### Exercise aim
Please return every line of the records below that contains the string "outline", matching case exactly.

━━━━━ Records for processing

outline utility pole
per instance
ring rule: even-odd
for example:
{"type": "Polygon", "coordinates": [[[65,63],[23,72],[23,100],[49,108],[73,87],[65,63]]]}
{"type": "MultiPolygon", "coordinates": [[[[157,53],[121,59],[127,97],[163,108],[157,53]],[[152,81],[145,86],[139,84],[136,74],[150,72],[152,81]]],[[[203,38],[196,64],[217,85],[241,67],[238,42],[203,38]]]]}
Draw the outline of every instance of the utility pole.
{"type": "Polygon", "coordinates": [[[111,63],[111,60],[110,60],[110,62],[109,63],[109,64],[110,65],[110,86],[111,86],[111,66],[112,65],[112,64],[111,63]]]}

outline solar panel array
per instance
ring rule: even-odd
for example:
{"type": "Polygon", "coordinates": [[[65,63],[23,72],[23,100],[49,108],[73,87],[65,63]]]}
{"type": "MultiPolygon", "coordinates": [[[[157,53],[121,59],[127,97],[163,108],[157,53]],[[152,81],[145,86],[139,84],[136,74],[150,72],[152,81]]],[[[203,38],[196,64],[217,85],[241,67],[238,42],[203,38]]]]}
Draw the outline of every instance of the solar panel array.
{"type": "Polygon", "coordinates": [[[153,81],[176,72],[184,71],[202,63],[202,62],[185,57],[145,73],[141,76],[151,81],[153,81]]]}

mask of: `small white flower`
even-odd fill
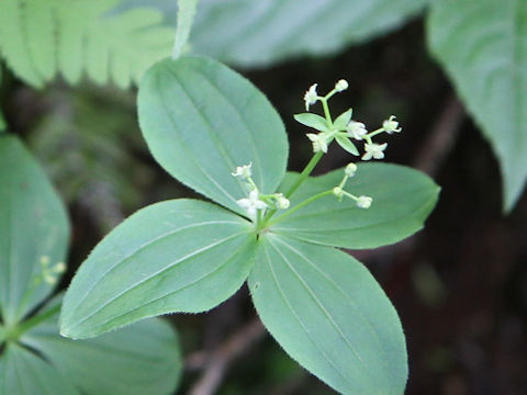
[[[335,188],[333,189],[333,194],[334,194],[335,196],[337,196],[338,199],[343,199],[343,196],[344,196],[344,191],[343,191],[343,189],[341,189],[340,187],[335,187]]]
[[[287,199],[282,193],[278,193],[276,198],[277,198],[277,208],[282,208],[282,210],[289,208],[289,205],[291,204],[289,199]]]
[[[357,199],[357,206],[360,208],[370,208],[371,202],[373,202],[373,199],[370,196],[359,196],[359,199]]]
[[[335,89],[337,90],[337,92],[343,92],[348,89],[348,81],[346,81],[345,79],[338,80],[337,83],[335,83]]]
[[[327,142],[324,133],[307,133],[306,136],[309,139],[311,139],[311,143],[313,144],[313,153],[327,153]]]
[[[307,92],[304,94],[305,111],[310,111],[310,105],[313,105],[318,100],[318,93],[316,93],[316,87],[318,83],[313,83]]]
[[[362,136],[368,134],[366,125],[362,122],[350,121],[348,126],[346,126],[348,136],[354,137],[357,140],[361,140]]]
[[[382,159],[384,158],[384,149],[386,149],[388,143],[384,144],[365,144],[366,154],[362,155],[362,160]]]
[[[399,127],[399,122],[395,121],[395,115],[391,115],[390,119],[385,120],[382,123],[382,128],[388,134],[392,134],[393,132],[400,133],[403,128]]]
[[[249,198],[244,198],[236,201],[236,203],[238,203],[238,205],[247,212],[247,215],[253,221],[256,219],[256,212],[258,210],[264,210],[267,207],[267,204],[260,201],[258,198],[258,190],[254,189],[249,192]]]
[[[250,176],[253,176],[253,172],[250,171],[251,166],[253,162],[250,162],[249,165],[238,166],[231,174],[233,174],[234,177],[242,177],[244,179],[248,179]]]
[[[355,173],[357,172],[357,165],[355,165],[352,162],[348,163],[348,166],[346,166],[346,168],[344,169],[344,172],[348,177],[354,177]]]

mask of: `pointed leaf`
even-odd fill
[[[0,135],[0,312],[13,324],[52,292],[42,262],[64,262],[69,225],[43,170],[7,134]]]
[[[59,303],[56,297],[42,314]],[[57,312],[21,341],[88,395],[172,394],[182,366],[176,334],[161,319],[144,320],[96,339],[70,340],[58,335]]]
[[[341,113],[337,116],[335,122],[333,123],[335,127],[339,131],[343,131],[348,125],[349,121],[351,121],[351,115],[354,114],[354,110],[349,109],[348,111]]]
[[[0,354],[0,394],[80,395],[48,362],[15,343]]]
[[[246,195],[231,173],[253,163],[264,193],[285,172],[288,142],[266,97],[226,66],[202,57],[165,59],[141,82],[139,123],[156,160],[179,181],[244,214]]]
[[[91,252],[64,298],[60,331],[88,338],[145,317],[208,311],[246,280],[251,223],[195,200],[145,207]]]
[[[280,191],[287,191],[296,173],[288,173]],[[316,193],[333,190],[344,169],[310,178],[292,195],[291,208]],[[272,225],[276,233],[301,240],[345,248],[374,248],[400,241],[423,227],[437,202],[439,187],[424,173],[397,165],[359,163],[346,191],[373,199],[370,208],[355,201],[328,195]],[[285,212],[287,214],[287,212]]]
[[[273,235],[260,240],[249,287],[280,346],[339,393],[403,394],[403,330],[368,270],[337,249]]]
[[[431,2],[428,43],[496,154],[504,208],[527,179],[527,2]]]
[[[302,125],[307,127],[312,127],[319,132],[327,132],[329,128],[327,127],[326,119],[322,117],[321,115],[312,114],[312,113],[302,113],[295,114],[294,119],[296,122],[300,122]]]
[[[126,3],[159,8],[176,25],[173,0]],[[192,48],[246,67],[303,55],[329,55],[393,31],[426,3],[427,0],[201,0]]]
[[[355,155],[355,156],[359,156],[359,150],[357,149],[355,144],[351,143],[351,140],[348,137],[336,136],[335,139],[337,140],[338,145],[340,147],[343,147],[344,149],[346,149],[349,154]]]

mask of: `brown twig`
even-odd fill
[[[190,388],[189,395],[214,394],[222,383],[229,363],[259,340],[265,332],[266,329],[260,319],[255,318],[214,351],[199,351],[187,358],[187,369],[204,370],[199,381]]]

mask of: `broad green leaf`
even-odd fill
[[[173,0],[150,5],[176,24]],[[192,47],[225,63],[264,66],[302,55],[329,55],[399,27],[427,0],[201,0]]]
[[[298,177],[288,173],[280,191]],[[344,169],[307,179],[291,198],[291,208],[305,199],[333,190]],[[359,163],[346,191],[373,199],[370,208],[355,201],[328,195],[302,207],[283,219],[277,215],[272,230],[305,241],[345,248],[374,248],[400,241],[423,227],[434,208],[439,187],[424,173],[397,165]],[[287,212],[285,212],[287,214]]]
[[[355,144],[351,143],[351,140],[348,137],[337,136],[337,137],[335,137],[335,139],[337,140],[338,145],[340,147],[343,147],[344,149],[346,149],[349,154],[355,155],[355,156],[359,156],[359,150],[357,149]]]
[[[119,0],[3,0],[0,49],[8,66],[41,88],[60,71],[70,83],[86,74],[121,88],[170,54],[173,29],[157,10],[112,10]]]
[[[216,306],[248,275],[251,229],[246,219],[195,200],[138,211],[82,263],[64,298],[60,332],[88,338],[146,317]]]
[[[500,160],[504,208],[527,178],[527,2],[438,0],[428,43]]]
[[[249,287],[280,346],[339,393],[403,394],[403,330],[368,270],[329,247],[272,234],[260,244]]]
[[[10,343],[0,354],[0,395],[80,395],[80,393],[68,379],[41,357],[21,346]]]
[[[244,214],[237,166],[253,163],[262,193],[285,172],[288,140],[280,116],[248,80],[202,57],[165,59],[139,86],[139,123],[157,161],[179,181]]]
[[[8,134],[0,135],[0,312],[13,324],[52,292],[43,263],[64,262],[69,225],[46,174]]]
[[[351,121],[351,115],[354,114],[354,110],[349,109],[348,111],[345,111],[340,115],[337,116],[335,122],[333,123],[336,128],[339,131],[345,129],[346,126],[348,125],[349,121]]]
[[[55,298],[43,312],[60,303]],[[148,319],[90,340],[58,335],[58,313],[23,335],[88,395],[172,394],[182,368],[178,339],[161,319]]]
[[[329,128],[327,127],[327,122],[321,115],[312,114],[312,113],[302,113],[295,114],[294,119],[296,122],[300,122],[302,125],[307,127],[312,127],[316,131],[327,132]]]

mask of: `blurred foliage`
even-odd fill
[[[69,202],[86,203],[104,232],[135,210],[152,180],[132,94],[54,89],[29,144]]]

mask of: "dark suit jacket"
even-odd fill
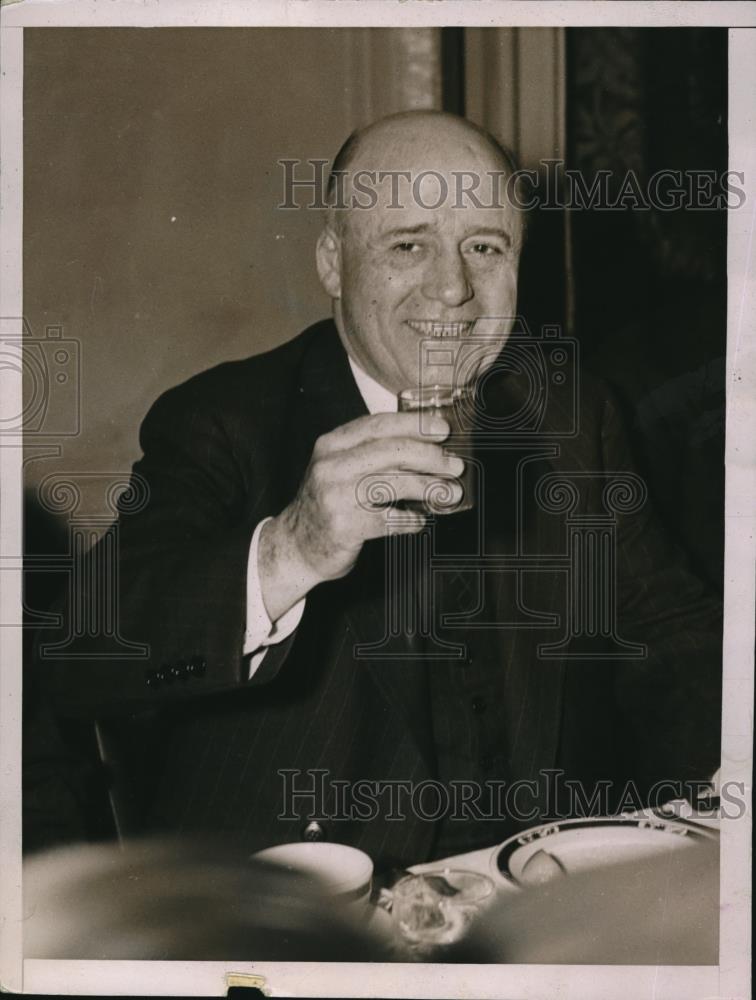
[[[522,408],[522,394],[532,392],[526,381],[516,371],[492,381],[489,416],[497,407]],[[589,516],[603,510],[604,474],[630,467],[611,401],[585,378],[579,434],[559,438],[570,400],[555,389],[533,440],[514,433],[481,452],[486,553],[535,558],[524,574],[492,570],[482,588],[475,572],[447,574],[442,610],[467,608],[473,625],[496,627],[457,626],[444,636],[466,643],[468,659],[484,657],[495,678],[504,761],[497,777],[535,779],[553,767],[588,785],[602,777],[633,777],[640,787],[705,777],[719,756],[718,607],[667,547],[647,507],[617,519],[616,601],[619,634],[646,644],[648,655],[539,654],[559,639],[569,573],[536,566],[567,546],[565,514],[534,502],[536,483],[554,472],[581,474],[572,514]],[[213,829],[253,850],[299,838],[315,814],[325,817],[328,836],[378,859],[406,864],[430,851],[433,824],[418,817],[328,819],[334,780],[417,783],[437,773],[433,665],[402,658],[401,635],[391,640],[397,659],[354,655],[355,644],[385,631],[386,542],[368,543],[347,577],[310,593],[295,635],[271,648],[252,682],[241,655],[255,525],[292,499],[318,436],[365,412],[327,321],[270,353],[190,379],[145,419],[135,473],[148,499],[124,510],[118,526],[118,622],[124,640],[148,645],[149,659],[117,650],[104,657],[97,637],[83,637],[68,649],[78,658],[48,659],[43,670],[63,714],[159,719],[147,826]],[[455,525],[465,517],[442,519],[440,552],[460,549]],[[283,770],[325,772],[324,801],[300,797],[296,818],[281,818]],[[293,780],[302,790],[316,779]]]

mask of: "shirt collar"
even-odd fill
[[[370,413],[396,413],[399,409],[399,400],[388,389],[384,388],[380,382],[364,372],[360,366],[349,358],[349,366],[352,375],[360,390],[360,395],[365,401]]]

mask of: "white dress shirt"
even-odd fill
[[[349,365],[368,411],[370,413],[396,413],[399,408],[396,396],[370,375],[367,375],[351,358]],[[244,633],[244,656],[250,657],[250,679],[260,667],[267,647],[283,642],[297,628],[304,614],[305,601],[307,600],[306,597],[303,597],[275,622],[272,622],[268,617],[260,589],[257,548],[262,527],[266,521],[270,520],[269,517],[264,518],[255,528],[247,559],[247,627]]]

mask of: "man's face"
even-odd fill
[[[492,160],[483,155],[462,169],[501,171]],[[418,188],[419,199],[405,186],[402,207],[391,208],[388,186],[379,187],[374,208],[344,212],[339,226],[339,333],[360,367],[395,393],[421,380],[425,385],[469,381],[476,368],[495,360],[516,304],[521,220],[515,211],[456,199],[453,171],[439,166],[437,158],[417,164],[417,173],[424,169],[447,180],[449,195],[440,207],[423,207],[439,201],[441,191],[439,181],[427,177]],[[460,167],[455,164],[455,169]],[[480,200],[489,204],[483,196]],[[468,343],[460,378],[455,374],[460,342],[478,317],[510,322],[497,328],[494,341],[482,347]],[[439,351],[430,354],[433,364],[424,351],[421,370],[421,345],[431,337],[439,339]]]

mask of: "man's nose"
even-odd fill
[[[446,306],[461,306],[473,297],[472,285],[459,252],[436,257],[428,268],[422,293],[427,299],[443,302]]]

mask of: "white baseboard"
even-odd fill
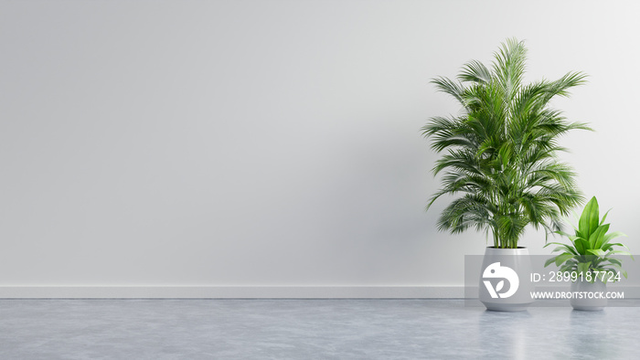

━━━━━━━━━━

### Answer in full
outline utility pole
Draw the outline of every instance of the utility pole.
outline solar panel array
Draw the outline of every instance of the solar panel array.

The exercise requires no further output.